▶ Selected passage:
++++++

The speaker of the New York City Council on Thursday ratcheted up pressure on the leader of the city’s public schools, accusing him of failing to comply with her request to provide copies of hundreds of contracts with outside companies and offering nothing but excuses.
In a scathing letter, Julie Menin, the speaker, told Kamar Samuels, the schools chancellor, that the city’s Department of Education had shown a “pattern of opacity, slow-walking and delay” in responding to her request, first made in March, for 579 contracts with companies that provide goods and services, including those that supply speech therapists and counselors. The department spends more than $12 billion a year on contracts.
Ms. Menin said that officials at the Department of Education — which has an annual budget of roughly $40 billion, the largest of any city agency — have blamed staffing shortages and technical challenges for the delay. She noted that the Council could subpoena the records from the department, which would represent a significant escalation in her efforts to obtain them.
“It strains all credulity to say that D.O.E. does not have the staff and technical ability to download these contracts into a file and make them available to the Council,” Ms. Menin wrote. “Downloading the contracts to a file and providing them to the Council should constitute no more than a few hours of work.”
Jenna Lyle, a spokeswoman for Mayor Zohran Mamdani, said that department officials had been working with the speaker’s office for months and had provided a list of companies with contracts and their dollar amounts.
Ms. Lyle said that the speaker’s request was especially burdensome and would require department lawyers to spend thousands of hours reviewing millions of pages of contracts in order to redact proprietary information.
“We have been clear that this would be an extremely laborious thing to do,” Ms. Lyle said. “It would require a massive amount of time in the legal office, and time would be better spent delivering for students.”
Mr. Samuels, who started in the position in January, has already faced scrutiny for his role in awarding a no-bid contract in his former role as superintendent of schools on Manhattan’s West Side. Some City Council members have become increasingly frustrated that the Department of Education has not been more forthcoming and have criticized Mr. Samuels’s leadership of the largest school district in the United States.
Ms. Menin sent a similar letter to him in early June, in which she chastised Mr. Samuels after the Department of Education missed her earlier deadline for providing the information. The agency has provided no contracts, she said, and has instead supplied summaries of some deals that were already publicly available. Of the 579 contracts she has requested, 352 of them were awarded without considering other bids.
In the latest letter, she said that at her meeting with department officials two weeks ago, they offered an additional reason for the delay, saying that they would have to notify companies with contracts and allow them to redact “sensitive information” before the documents could be released. Ms. Lyle said that department procedures involved such a review.
For months, Ms. Menin and another high-ranking Council member, Eric Dinowitz, who chairs the Council’s education committee, have turned their attention to no-bid contracts at the department and especially to those under $25,000, which receive the least oversight within the agency. The smaller deals are often approved by school principals without involving the central administration.
Their concerns took on greater urgency after The New York Times reported in June that Mr. Samuels’s handling of the no-bid contract in his previous role was being investigated. The inquiry was opened by the Office of the Special Commissioner of Investigation, an independent watchdog that investigates fraud, corruption and misconduct at the Department of Education.

++++++

▶ Records taken from a dataset:
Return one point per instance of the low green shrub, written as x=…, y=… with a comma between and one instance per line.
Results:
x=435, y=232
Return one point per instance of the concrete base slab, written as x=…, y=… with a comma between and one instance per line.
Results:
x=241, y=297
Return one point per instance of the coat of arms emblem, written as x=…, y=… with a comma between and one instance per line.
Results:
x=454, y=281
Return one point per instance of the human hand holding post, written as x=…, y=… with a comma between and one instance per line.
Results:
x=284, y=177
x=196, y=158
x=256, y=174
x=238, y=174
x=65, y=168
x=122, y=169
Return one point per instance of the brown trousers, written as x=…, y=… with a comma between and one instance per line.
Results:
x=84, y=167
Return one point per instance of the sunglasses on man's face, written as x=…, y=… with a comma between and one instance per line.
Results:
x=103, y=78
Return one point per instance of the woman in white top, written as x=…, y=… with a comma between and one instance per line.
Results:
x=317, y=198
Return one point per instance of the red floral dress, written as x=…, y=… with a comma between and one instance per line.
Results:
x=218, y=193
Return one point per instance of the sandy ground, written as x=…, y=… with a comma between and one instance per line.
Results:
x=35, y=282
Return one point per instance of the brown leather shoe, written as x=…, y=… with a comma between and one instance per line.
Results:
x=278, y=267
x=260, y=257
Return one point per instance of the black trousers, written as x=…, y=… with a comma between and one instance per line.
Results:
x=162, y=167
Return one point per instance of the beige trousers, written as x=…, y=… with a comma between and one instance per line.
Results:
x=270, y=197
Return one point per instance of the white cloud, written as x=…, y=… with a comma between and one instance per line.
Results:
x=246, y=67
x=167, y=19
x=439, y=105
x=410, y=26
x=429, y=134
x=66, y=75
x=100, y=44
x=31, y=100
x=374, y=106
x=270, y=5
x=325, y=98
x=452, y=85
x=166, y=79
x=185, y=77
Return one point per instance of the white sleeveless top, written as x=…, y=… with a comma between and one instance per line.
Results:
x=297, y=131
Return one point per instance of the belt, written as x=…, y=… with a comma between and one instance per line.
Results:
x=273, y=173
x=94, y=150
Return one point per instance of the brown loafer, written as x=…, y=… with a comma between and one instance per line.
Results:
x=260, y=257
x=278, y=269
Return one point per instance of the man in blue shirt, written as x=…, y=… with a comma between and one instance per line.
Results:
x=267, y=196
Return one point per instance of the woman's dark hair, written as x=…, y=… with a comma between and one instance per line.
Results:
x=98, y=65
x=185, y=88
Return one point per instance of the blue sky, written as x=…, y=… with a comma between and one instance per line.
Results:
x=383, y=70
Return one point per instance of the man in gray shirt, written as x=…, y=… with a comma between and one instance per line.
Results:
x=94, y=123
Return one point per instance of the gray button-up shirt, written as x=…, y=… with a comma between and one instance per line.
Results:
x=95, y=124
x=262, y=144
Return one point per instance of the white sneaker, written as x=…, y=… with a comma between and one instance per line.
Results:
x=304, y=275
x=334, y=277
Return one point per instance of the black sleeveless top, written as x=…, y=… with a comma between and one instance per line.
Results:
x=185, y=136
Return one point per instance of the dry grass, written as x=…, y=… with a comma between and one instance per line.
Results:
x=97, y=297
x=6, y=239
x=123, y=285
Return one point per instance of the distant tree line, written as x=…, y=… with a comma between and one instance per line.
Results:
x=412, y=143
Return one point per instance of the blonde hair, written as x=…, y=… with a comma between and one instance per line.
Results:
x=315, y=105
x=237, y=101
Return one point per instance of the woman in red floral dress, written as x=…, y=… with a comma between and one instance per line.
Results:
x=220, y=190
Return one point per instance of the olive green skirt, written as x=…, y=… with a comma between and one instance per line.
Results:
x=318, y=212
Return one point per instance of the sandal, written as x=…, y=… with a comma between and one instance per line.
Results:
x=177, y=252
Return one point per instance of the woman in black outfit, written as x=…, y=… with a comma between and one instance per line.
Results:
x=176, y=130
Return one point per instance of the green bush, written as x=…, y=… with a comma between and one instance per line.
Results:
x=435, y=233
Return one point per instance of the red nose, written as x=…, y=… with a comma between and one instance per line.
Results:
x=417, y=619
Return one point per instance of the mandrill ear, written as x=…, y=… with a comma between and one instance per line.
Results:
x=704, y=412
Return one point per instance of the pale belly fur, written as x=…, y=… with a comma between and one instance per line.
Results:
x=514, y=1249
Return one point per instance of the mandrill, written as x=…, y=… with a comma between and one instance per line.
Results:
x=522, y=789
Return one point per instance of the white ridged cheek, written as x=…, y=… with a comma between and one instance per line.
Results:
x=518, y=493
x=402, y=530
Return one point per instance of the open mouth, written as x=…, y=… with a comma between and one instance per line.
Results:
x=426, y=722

++++++

▶ Requirement A: In the news article, how many of the 579 requested contracts were awarded without considering other bids?
▶ Requirement B: Copy the news article from "For months, Ms." to "Department of Education.".
The listing comes from a separate source, not from the news article.

▶ Exercise solution A: 352 of them.

▶ Exercise solution B:
For months, Ms. Menin and another high-ranking Council member, Eric Dinowitz, who chairs the Council’s education committee, have turned their attention to no-bid contracts at the department and especially to those under $25,000, which receive the least oversight within the agency. The smaller deals are often approved by school principals without involving the central administration.
Their concerns took on greater urgency after The New York Times reported in June that Mr. Samuels’s handling of the no-bid contract in his previous role was being investigated. The inquiry was opened by the Office of the Special Commissioner of Investigation, an independent watchdog that investigates fraud, corruption and misconduct at the Department of Education.